REQUIRED TASKS
(a) Answer these from the aortic stenosis notes, one answer per line, marked to match:
(i) For how long may patients with aortic stenosis have no symptoms?
(ii) What does the lower stroke volume cause?
(iii) Which classical triad is often described?
(b) In the aortic stenosis notes, rewrite the paragraph beginning "The hypertrophied area has a higher oxygen demand" as a short list that keeps its main facts.
(c) Pick up the aortic stenosis notes after their final line and continue them.

*** EXERCISE PASSAGE Section Begins ***

Describe the effect of AS on coronary arteries [2]
The hypertrophied area has a higher oxygen demand due to fewer capillaries per muscle mass and the larger LV may also compress coronary arteries
The lower stroke volume also causes reduced coronary filling time
Describe the symptoms of AS
Patients with aortic stenosis (AS) may be asymptomatic for a prolonged period of 10-20 years.
-
Exertional dysopnea
Most common complaint -
Exertional angina
Increased o2 demand due to more LV mass and decreased perfusion pressure gradient due to elevated LV end diastolic pressure -
Exertional syncope or presyncope
Due to exercise induced vasodilation and inability to increase CO - Atrial fibrillation
- Epistaxis or bruising
Classical triad of ‘SAD’ is often described.

*** EXERCISE PASSAGE Section Ends ***
*** EXTRACTED INFORMATION Section Begins ***

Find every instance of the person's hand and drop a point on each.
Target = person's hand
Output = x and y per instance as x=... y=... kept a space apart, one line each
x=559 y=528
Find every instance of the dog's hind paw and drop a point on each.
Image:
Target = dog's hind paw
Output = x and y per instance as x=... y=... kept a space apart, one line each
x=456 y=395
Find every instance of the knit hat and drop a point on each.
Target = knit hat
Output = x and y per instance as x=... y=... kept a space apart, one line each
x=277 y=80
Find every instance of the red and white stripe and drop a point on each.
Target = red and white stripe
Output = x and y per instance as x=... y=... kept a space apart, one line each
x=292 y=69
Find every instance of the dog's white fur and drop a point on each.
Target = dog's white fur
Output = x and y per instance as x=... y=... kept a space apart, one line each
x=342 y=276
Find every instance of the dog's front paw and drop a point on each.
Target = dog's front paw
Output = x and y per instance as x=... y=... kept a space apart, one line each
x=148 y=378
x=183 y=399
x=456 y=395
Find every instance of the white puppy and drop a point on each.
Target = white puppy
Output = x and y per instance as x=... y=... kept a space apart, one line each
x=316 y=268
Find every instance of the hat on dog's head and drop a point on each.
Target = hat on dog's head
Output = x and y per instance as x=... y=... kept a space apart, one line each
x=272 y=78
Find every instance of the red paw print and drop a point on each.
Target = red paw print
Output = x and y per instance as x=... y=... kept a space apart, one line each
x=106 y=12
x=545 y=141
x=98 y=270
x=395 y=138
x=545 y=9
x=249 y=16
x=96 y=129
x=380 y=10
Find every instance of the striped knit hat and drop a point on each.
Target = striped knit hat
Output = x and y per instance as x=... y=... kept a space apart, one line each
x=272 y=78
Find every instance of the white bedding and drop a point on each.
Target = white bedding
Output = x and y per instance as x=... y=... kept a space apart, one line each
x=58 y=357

*** EXTRACTED INFORMATION Section Ends ***

ANSWERS TO THE PROBLEMS
(a)
(i) For a prolonged period of 10-20 years.
(ii) Reduced coronary filling time.
(iii) The triad of 'SAD'.

(b)
- The hypertrophied area needs more oxygen because it has fewer capillaries per muscle mass.
- The larger LV may also compress the coronary arteries.

(c)
Syncope; Angina; Dysopnea
Which clotting disease can AS lead to? [1]
Explain your answer [1]
Turbulent flow across the stenotic aortic valve can lead to an acquired von Willebrand deficiency
High shear forces inducing structural changes in the shape of the protein leading to clotting abnormalities.
Describe the signs of AS [4]
Murmur:
* Loud mid-to-late peaking systolic ejection murmur
* Radiates to the carotids and becomes more prominent with sitting forward and in expiration
* Murmur becomes softer the more severe the stenosis
* Murmur radiates to carotids
Sustained apex
Slow rising pulse
Narrow pulse pressure
Soft S2
S4 - caused by the atria contracting against stiff, hypertrophied ventricles.
What ECG changes would you expect in AS? [1]
Left ventricular hypertrophy:
- deep S-waves in V1 and V2
- tall R-waves in V5 and V6).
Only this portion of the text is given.